Given passage:
^^^^^^^^^^^^^^^^

Re: performance issue in v 2.0.17: PDImageXObject.getImage() + MemoryUsageSetting.setupTempFileOnly

Posted by Tilman Hausherr <TH...@t-online.de>.

Hi,
Could you try getting the current 2.0.18 from svn? Alternatively, use 
this code:

                 long fileLen = raf.length();
                 long expectedFileLen = ((long)pageCount - 
inMemoryMaxPageCount) * PAGE_SIZE;

                 if (expectedFileLen != fileLen)
                 {
                     throw new IOException("Expected scratch file size 
of " + expectedFileLen +
                                           " but found " + fileLen + " 
in file " + file);
                 }

                 // enlarge if we do not int overflow
                 if (pageCount + ENLARGE_PAGE_COUNT > pageCount)
                 {
                     if (LOG.isDebugEnabled())
                     {
                         LOG.debug("file: " + file);
                         LOG.debug("fileLen before: " + fileLen + ", raf 
length: " + raf.length() +
                                   ", file length: " + file.length());
                     }
                     fileLen += ENLARGE_PAGE_COUNT * PAGE_SIZE;

                     raf.setLength(fileLen);
                     if (LOG.isDebugEnabled())

^^^^^^^^^^^^^^^^

Provided material:
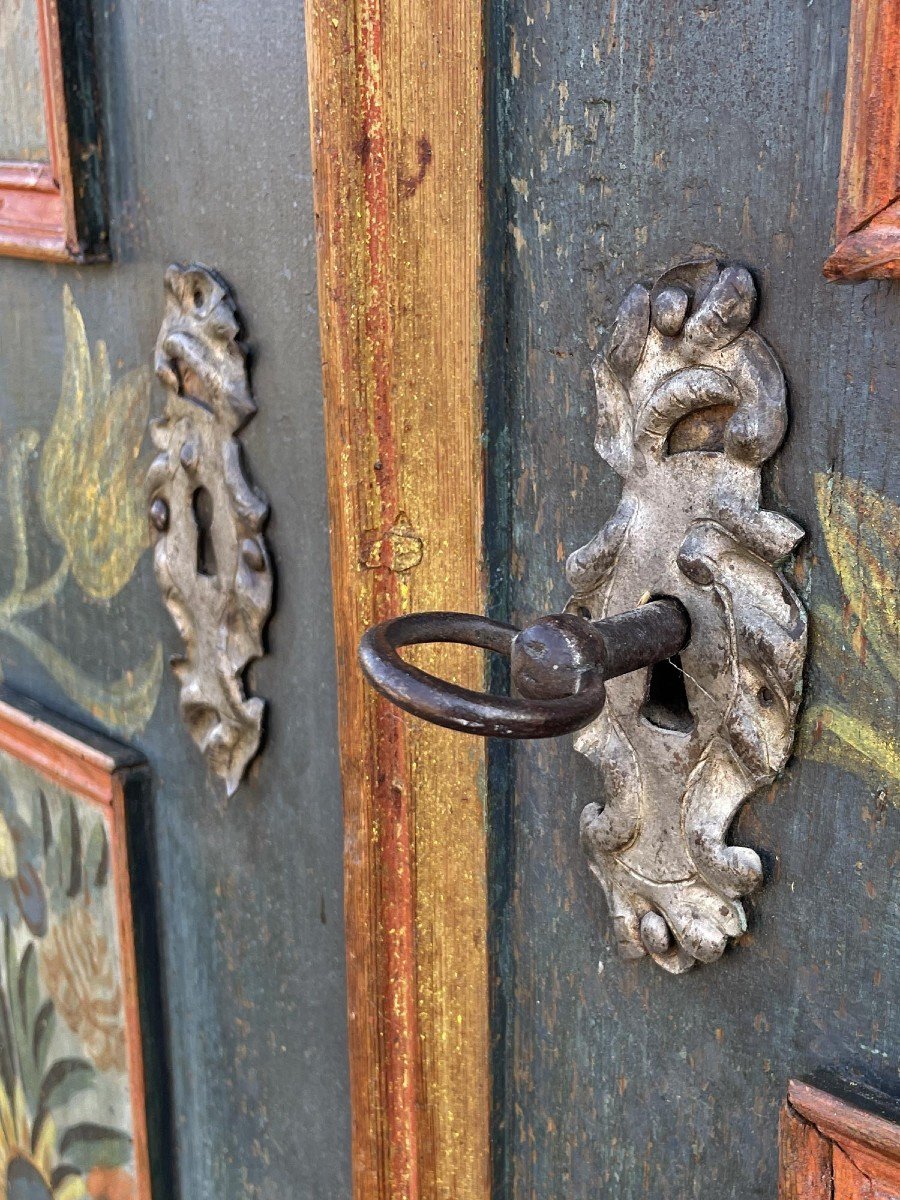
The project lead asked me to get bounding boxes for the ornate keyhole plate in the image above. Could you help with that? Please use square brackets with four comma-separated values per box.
[566, 262, 806, 973]
[148, 264, 272, 794]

^^^^^^^^^^^^^^^^

Things to do:
• A. From the scratch-file reply, extract the passage from "Posted by Tilman" up to and including "(expectedFileLen != fileLen)".
• B. Answer these from the scratch-file reply:
(i) Which version does the poster suggest getting from svn?
(ii) What type of exception is thrown when the expected file length does not match the actual one?
(iii) Who posted the reply?
• C. Carry on the scratch-file reply, starting after its last line.
The data is separate material, apart from the scratch-file reply.

Written responses:
• A.
Posted by Tilman Hausherr <TH...@t-online.de>.

Hi,
Could you try getting the current 2.0.18 from svn? Alternatively, use 
this code:

                 long fileLen = raf.length();
                 long expectedFileLen = ((long)pageCount - 
inMemoryMaxPageCount) * PAGE_SIZE;

                 if (expectedFileLen != fileLen)

• B.
(i) 2.0.18
(ii) IOException
(iii) Tilman Hausherr

• C.
                     {
                         LOG.debug("fileLen after1: " + fileLen + ", raf 
length: " + raf.length() +
                                   ", file length: " + file.length());
                     }
                     if (fileLen != raf.length() || fileLen != 
file.length())
                     {
                         // PDFBOX-4601 possible AWS lambda bug that 
setLength() doesn't throw
                         // if not enough space
                         long origFilePointer = raf.getFilePointer();
                         raf.seek(fileLen - 1);
                         raf.write(0);
                         raf.seek(origFilePointer);
                         LOG.debug("fileLen after2:  " + fileLen + ", 
raf length: " + raf.length() + ", file length: " + file.length());
                     }
                     freePages.set(pageCount, pageCount + 
ENLARGE_PAGE_COUNT);
                 }

or just remove the log messages from the 2.0.17 source. Now there is 
still a length() operation but that is "raf.length()" so maybe it is 
different.

Sadly we can't go without that, until Amazon has fixed their systems.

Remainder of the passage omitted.